» **YOUR TASK**
Rewrite the lines of the entries below as a numbered list, leaving out any blank lines. Begin at the line containing "vest, that would be a great help." and continue through the end of the entries.

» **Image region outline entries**
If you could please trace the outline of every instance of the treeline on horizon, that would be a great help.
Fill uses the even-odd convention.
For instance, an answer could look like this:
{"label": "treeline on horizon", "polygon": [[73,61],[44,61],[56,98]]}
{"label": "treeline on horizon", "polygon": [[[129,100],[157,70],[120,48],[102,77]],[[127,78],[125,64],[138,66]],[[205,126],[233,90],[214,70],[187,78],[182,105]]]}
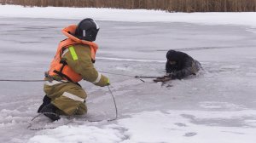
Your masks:
{"label": "treeline on horizon", "polygon": [[255,12],[256,0],[0,0],[25,7],[113,8],[168,12]]}

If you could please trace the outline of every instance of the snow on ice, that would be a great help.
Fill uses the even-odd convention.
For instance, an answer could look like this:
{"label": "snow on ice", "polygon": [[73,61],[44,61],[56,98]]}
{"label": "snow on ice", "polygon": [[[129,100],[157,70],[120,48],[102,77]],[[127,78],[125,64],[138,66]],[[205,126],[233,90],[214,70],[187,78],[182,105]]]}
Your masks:
{"label": "snow on ice", "polygon": [[[0,142],[255,142],[256,13],[0,5],[0,77],[42,79],[65,37],[61,28],[86,17],[101,27],[96,67],[108,72],[119,119],[106,121],[114,117],[108,89],[81,82],[88,115],[28,130],[43,83],[0,82]],[[164,86],[131,77],[163,75],[171,49],[199,60],[203,73]]]}

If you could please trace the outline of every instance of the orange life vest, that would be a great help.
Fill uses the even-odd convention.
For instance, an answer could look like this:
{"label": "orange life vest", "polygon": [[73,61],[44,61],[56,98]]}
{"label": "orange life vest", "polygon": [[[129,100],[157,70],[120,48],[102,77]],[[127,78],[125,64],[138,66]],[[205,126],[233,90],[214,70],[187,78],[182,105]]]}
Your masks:
{"label": "orange life vest", "polygon": [[[59,75],[65,80],[70,82],[78,83],[83,79],[82,76],[75,72],[65,60],[61,60],[62,52],[73,44],[84,44],[88,45],[90,48],[91,60],[95,61],[96,53],[98,49],[98,46],[92,42],[84,41],[79,39],[78,37],[73,36],[72,34],[75,33],[77,28],[76,25],[69,26],[64,28],[61,32],[66,35],[68,38],[61,41],[59,43],[57,52],[54,60],[51,61],[49,70],[48,74],[49,76]],[[71,34],[72,33],[72,34]]]}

» **SOLUTION BELOW**
1. If you could please trace the outline of every instance of the orange life vest, that would be a great help.
2. Fill uses the even-odd convention.
3. For instance, an answer could look like this:
4. {"label": "orange life vest", "polygon": [[73,61],[44,61],[56,98]]}
5. {"label": "orange life vest", "polygon": [[[129,100],[157,70],[120,48],[102,77]],[[127,78],[125,64],[138,66]],[[205,126],[233,90],[214,70],[187,78],[182,105]]]}
6. Your masks:
7. {"label": "orange life vest", "polygon": [[[59,75],[65,80],[70,82],[78,83],[83,79],[82,76],[75,72],[65,60],[61,60],[62,52],[73,44],[84,44],[88,45],[90,48],[91,60],[95,61],[96,53],[98,49],[98,46],[92,42],[84,41],[79,39],[78,37],[73,36],[72,34],[75,33],[77,28],[76,25],[69,26],[64,28],[61,32],[66,35],[68,38],[61,41],[59,43],[57,52],[54,60],[51,61],[49,70],[48,74],[49,76]],[[71,34],[72,33],[72,34]]]}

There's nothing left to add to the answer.